[Point placement records]
-- Begin --
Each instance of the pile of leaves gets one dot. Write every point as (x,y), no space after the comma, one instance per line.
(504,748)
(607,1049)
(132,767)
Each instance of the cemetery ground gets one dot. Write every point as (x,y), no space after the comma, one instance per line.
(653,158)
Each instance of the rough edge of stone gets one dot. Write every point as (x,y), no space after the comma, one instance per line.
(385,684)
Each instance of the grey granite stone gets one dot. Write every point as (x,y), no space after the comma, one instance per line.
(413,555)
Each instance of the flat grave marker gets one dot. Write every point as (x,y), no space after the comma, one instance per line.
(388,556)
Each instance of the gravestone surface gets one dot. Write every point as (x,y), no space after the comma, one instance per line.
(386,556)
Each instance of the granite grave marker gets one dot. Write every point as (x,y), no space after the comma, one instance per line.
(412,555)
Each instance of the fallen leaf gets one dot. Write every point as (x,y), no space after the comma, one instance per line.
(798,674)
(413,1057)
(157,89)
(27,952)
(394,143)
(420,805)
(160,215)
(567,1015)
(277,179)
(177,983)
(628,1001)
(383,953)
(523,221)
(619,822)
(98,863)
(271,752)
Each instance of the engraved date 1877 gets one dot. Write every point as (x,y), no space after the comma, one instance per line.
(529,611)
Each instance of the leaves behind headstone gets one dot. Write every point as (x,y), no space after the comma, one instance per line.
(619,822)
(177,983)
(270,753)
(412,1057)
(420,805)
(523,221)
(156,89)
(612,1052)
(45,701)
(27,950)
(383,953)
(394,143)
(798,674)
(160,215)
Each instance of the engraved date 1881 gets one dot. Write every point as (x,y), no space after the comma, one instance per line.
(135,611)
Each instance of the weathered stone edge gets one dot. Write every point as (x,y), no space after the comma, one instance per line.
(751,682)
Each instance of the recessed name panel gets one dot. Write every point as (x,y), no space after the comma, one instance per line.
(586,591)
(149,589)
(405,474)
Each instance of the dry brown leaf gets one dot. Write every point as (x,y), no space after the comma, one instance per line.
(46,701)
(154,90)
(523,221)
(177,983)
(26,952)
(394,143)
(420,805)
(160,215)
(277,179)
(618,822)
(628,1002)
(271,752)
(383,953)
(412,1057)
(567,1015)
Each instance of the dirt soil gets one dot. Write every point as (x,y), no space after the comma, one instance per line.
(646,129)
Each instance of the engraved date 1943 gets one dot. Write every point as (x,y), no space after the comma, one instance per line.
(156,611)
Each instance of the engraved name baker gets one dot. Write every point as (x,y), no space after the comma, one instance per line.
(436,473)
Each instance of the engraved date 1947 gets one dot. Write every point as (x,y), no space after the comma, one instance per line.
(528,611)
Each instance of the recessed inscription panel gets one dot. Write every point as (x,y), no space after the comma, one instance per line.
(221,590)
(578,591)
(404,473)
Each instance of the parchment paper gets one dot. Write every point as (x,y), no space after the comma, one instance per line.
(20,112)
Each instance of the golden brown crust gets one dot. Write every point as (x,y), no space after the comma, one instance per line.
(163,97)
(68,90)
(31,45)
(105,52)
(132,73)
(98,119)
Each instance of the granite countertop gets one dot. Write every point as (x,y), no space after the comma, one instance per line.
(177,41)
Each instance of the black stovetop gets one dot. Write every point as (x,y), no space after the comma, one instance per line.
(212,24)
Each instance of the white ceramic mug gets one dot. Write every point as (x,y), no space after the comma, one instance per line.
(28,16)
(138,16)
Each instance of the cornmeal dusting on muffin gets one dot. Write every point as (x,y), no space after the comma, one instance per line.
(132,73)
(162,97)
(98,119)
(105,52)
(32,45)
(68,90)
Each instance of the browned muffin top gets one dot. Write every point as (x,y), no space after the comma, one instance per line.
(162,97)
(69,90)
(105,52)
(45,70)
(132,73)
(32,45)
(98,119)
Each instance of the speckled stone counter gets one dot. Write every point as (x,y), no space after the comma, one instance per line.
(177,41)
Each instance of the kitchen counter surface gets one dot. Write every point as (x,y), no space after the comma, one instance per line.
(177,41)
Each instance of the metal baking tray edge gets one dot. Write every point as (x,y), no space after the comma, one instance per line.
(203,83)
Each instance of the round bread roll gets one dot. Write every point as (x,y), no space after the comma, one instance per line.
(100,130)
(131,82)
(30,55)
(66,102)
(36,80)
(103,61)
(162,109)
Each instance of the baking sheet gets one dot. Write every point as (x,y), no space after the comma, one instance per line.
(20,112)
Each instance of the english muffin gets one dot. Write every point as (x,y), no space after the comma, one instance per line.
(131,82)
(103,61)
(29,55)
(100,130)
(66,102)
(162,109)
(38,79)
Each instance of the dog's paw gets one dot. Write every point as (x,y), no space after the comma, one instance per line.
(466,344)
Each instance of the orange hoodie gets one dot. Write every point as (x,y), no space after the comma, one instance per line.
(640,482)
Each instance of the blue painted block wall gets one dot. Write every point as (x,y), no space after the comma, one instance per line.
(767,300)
-- End --
Return the material exactly as it stands.

Each instance of the pile of leaves gets one dot. Write every point as (x,y), no space after the comma, one instance per line.
(504,748)
(607,1049)
(132,767)
Each instance of the cemetery ground gets one dot. Write every point as (x,y), no space after the comma, one instance per line.
(653,158)
Each instance of the rough edge of stone gets one dot. Write every point as (x,y), no space after the comma, one instance per line.
(385,684)
Each instance of the grey granite stone gets one dot. Write every point as (x,y), no space after the comma, one instance per line.
(413,555)
Each instance of the flat grave marker gets one dot. Write every point as (x,y), no space after the comma, one instance per line.
(388,556)
Each instance of the gravestone surface gets one dot. Write every point as (x,y), no space after the comma, one instance per line.
(386,556)
Each instance of the granite grave marker gets one dot. Write every point as (x,y), no space after the comma, one instance per line.
(412,555)
Each instance of the fallen leaf gets one dot. Write every point as (x,y), no space after the comma, one instance per line.
(798,674)
(413,1057)
(157,89)
(27,952)
(394,143)
(420,805)
(160,215)
(567,1015)
(277,179)
(177,983)
(628,1001)
(383,953)
(523,221)
(619,822)
(98,863)
(271,752)
Each instance of the engraved date 1877 gets one dot. Write every point as (x,y), no space after the comma, one instance per line.
(529,611)
Each instance of the leaves behind headstone gets one dot. Write every point as (x,y), no space after the comma, one instance per line.
(619,822)
(177,983)
(270,753)
(412,1057)
(420,805)
(523,221)
(156,89)
(612,1052)
(45,701)
(27,950)
(383,953)
(394,143)
(798,674)
(160,215)
Each instance of the engraved date 1881 gets one dot. Write every point as (x,y), no space after the comma, one instance per line.
(135,611)
Each instance of the weathered stone edge gets one dot. Write every point as (x,y), no space after the comma, one instance per line.
(751,682)
Each instance of the recessed name panel gets one dot. Write every point as (x,y), no space after the comma, one instance per line.
(586,591)
(149,589)
(405,474)
Each instance of the dry brown leaf gets one dot. Write every point as (x,y), no space after the comma, one instance per line.
(46,701)
(154,90)
(523,221)
(177,983)
(26,952)
(394,143)
(420,805)
(160,215)
(277,179)
(618,822)
(628,1002)
(271,752)
(383,953)
(412,1057)
(567,1015)
Each instance of the dirt soil gets one dot. Write every point as (x,y), no space after the comma, one instance per line.
(646,129)
Each instance of the engraved date 1943 gets one dot. Write every point as (x,y), no space after the comma, one instance per line.
(156,611)
Each instance of the engraved name baker gets one dot. Write every point as (x,y), no space after the comma, one instance per line.
(436,473)
Each instance of the engraved date 1947 gets one dot. Write every point as (x,y), no space after the comma, one instance per line.
(528,611)
Each instance of the recessed inscription panel gets one dot. Write every point as (x,y), no space after the comma, one instance per line.
(221,590)
(578,591)
(404,473)
Each instance of the parchment paper gets one dot. Write every point as (x,y), no space after the comma, one instance per line.
(20,112)
Each instance of the golden brown crust gets one dot. Write every point as (x,y), no space after the comma, one instance per line.
(163,97)
(68,90)
(31,45)
(105,52)
(132,73)
(98,119)
Each instance of the granite countertop gets one dot. Write every point as (x,y), no space after the comma, one instance per line.
(177,41)
Each instance of the black stovetop gets one dot. Write every point as (x,y), no space after the comma, one instance per line.
(212,24)
Each instance of the white ceramic mug gets one dot. Write every point as (x,y), no space after the comma, one instance per line.
(28,16)
(138,16)
Each instance of the cornmeal dusting on muffin gets one dot. Write every point as (x,y), no space after the comma, one instance per line.
(132,73)
(162,97)
(98,119)
(105,52)
(32,45)
(68,90)
Each instance of the browned muffin top gets one dot. Write every point as (x,y), no space after the comma, one instance per line.
(162,97)
(69,90)
(105,52)
(45,70)
(132,73)
(32,45)
(98,119)
Each instance of the speckled stone counter gets one dot. Write every point as (x,y), no space after the comma, one instance per line.
(177,41)
Each instance of the kitchen counter surface gets one dot. Write every point as (x,y), no space after the comma, one instance per line.
(177,41)
Each instance of the metal baking tray edge gets one dot. Write every point as (x,y), no space after the comma, one instance per line.
(203,83)
Each instance of the round bread roll gets one dot. Write every point as (x,y), no space after the comma, one instance per line.
(100,130)
(131,82)
(30,55)
(66,102)
(36,80)
(103,61)
(162,109)
Each instance of the baking sheet gets one dot. Write every point as (x,y), no space after the comma, one instance per line.
(20,112)
Each instance of the english muffin gets one dot. Write every point as (x,y), no space after the comma, one instance per line.
(131,82)
(103,61)
(29,55)
(100,130)
(66,102)
(162,109)
(38,79)
Each instance of the dog's paw gets one dot. Write every point as (x,y), no space after the comma, one instance per line.
(466,344)
Each instance of the orange hoodie gets one dot. Write every point as (x,y), no space after the comma, one instance per line.
(640,482)
Each instance of the blue painted block wall gets one dot. Write every point as (x,y), no space after the comma, one instance per line.
(767,300)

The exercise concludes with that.